Saved entries:
--- START ---

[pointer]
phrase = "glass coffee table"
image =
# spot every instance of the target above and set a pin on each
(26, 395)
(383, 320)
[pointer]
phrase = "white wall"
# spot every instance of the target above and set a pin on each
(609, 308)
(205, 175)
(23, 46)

--- END ---
--- START ---

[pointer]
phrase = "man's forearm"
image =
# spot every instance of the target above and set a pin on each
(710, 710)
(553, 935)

--- END ---
--- START ---

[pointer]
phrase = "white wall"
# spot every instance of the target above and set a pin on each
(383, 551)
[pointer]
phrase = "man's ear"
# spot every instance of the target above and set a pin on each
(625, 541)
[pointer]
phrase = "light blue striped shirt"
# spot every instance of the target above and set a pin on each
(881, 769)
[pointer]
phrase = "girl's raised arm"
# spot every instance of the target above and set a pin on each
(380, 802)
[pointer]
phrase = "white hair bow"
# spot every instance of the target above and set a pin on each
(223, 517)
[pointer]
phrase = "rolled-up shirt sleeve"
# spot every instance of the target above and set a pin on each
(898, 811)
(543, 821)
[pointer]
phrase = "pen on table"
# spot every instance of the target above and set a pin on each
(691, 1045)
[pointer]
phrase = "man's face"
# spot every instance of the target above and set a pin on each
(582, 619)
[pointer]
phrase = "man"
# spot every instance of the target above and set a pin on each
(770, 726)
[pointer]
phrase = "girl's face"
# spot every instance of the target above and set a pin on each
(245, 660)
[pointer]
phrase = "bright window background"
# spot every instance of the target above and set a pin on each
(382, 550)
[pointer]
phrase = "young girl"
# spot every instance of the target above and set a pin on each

--- END ---

> WORK INSTRUCTION
Retrieve each line from the records above where the word "table" occurs.

> EXPECTED ANSWER
phrase = "glass coffee table"
phrase = "pen on table"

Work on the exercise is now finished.